BEGIN ARTICLE
The following are my notes regarding some of the issues facing Ada County regarding transportation. These were discussed on the 18th of October at the Boise Chamber of Commerce Forum.
For the first time in nine years, the Commission voted to support increasing the property tax portion of the budget by 3% annually to fund projects. If elected, would you continue to support increased funding from property tax, why or why not? (1 min.)
First off, this is the 2nd time that the Commission took the 3% increase. In hindsight, it should have been done more often considering the inability we have to keep up with the growth. As long as we are so far behind the curve AND as long as the Legislature keeps tying our hands regarding funding sources AND so long as we continue to have burgeoning growth and unmet infrastructure mitigations, YES! Each such increase has raised the annual property tax by as little as $5 per home.
During the last 2 years I have been aggressively pursuing the illegally registered vehicles that should be registered here in Ada County and aren’t. There are at least 15,000 of them and have cost ACHD nearly $5,000,000 in unpaid and uncollected registration fees. Beginning this coming year, with the arrangement that I have made with ITD, we will collect nearly $500,000 per year more than we are now. How many other commissioners do you know who have gone out and increased revenues without increasing YOUR taxes?
ACHD’s Commuteride program provides alternatives to a commuter’s traditional commute by offering carpooling, vanpooling and encouraging other forms of smart transportation. What else can ACHD do to support alternative modes of transportation? (1 min.)
END ARTICLE
*EXERCISE 1:* Please copy the listing word for word, starting at its first line and stopping after the line that contains "point(187, 1109)". Leave the pictures out of your copy.
The listing that follows has no connection to the text above.
BEGIN DATA
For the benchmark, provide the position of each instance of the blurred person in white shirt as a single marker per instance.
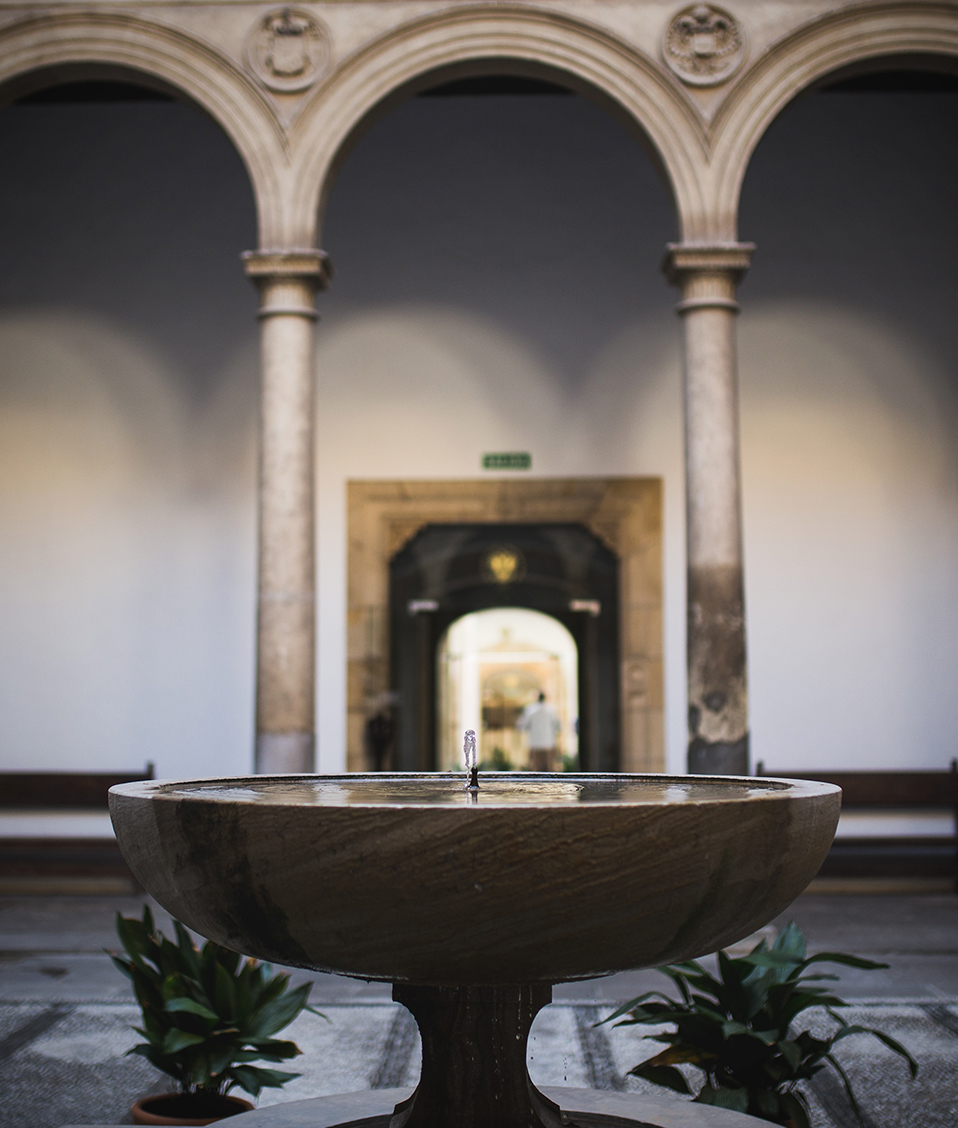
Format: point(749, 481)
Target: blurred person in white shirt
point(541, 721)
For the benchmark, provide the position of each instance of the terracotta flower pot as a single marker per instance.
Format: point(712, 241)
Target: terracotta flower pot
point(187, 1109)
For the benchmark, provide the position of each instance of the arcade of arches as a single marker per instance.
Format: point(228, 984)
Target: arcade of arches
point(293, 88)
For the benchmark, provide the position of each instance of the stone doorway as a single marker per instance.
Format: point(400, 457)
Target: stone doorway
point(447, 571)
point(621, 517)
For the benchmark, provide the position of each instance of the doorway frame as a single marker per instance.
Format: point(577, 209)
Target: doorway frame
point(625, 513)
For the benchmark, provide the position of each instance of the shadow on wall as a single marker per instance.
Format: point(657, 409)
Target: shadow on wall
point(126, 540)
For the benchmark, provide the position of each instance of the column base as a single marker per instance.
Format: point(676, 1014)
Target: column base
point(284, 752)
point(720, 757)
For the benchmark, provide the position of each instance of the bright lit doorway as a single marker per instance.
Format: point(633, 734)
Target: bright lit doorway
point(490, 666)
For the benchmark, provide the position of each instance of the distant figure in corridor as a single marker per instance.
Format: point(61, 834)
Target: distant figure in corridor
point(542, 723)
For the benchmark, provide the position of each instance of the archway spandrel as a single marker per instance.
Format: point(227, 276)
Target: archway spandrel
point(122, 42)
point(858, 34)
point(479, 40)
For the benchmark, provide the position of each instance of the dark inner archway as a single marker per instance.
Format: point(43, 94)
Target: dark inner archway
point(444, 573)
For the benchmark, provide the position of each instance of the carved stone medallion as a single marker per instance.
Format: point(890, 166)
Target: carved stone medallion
END DATA
*EXERCISE 2:* Does the transportation text support each of these statements? Answer yes or no for each, and quote the words from the text that decide it. (a) Each 3% increase raised the annual property tax by at least $50 per home. (b) At least 15,000 vehicles that should be registered in Ada County are not. (c) The issues were discussed at the Boise Chamber of Commerce Forum.

*WORKED ANSWER 1:*
For the benchmark, provide the position of each instance of the blurred person in white shirt as a single marker per instance.
Format: point(749, 481)
Target: blurred person in white shirt
point(541, 721)
For the benchmark, provide the position of each instance of the terracotta flower pot as a single marker per instance.
Format: point(712, 241)
Target: terracotta flower pot
point(187, 1109)

*WORKED ANSWER 2:*
(a) No: "Each such increase has raised the annual property tax by as little as $5 per home."
(b) Yes: "There are at least 15,000 of them"
(c) Yes: "These were discussed on the 18th of October at the Boise Chamber of Commerce Forum."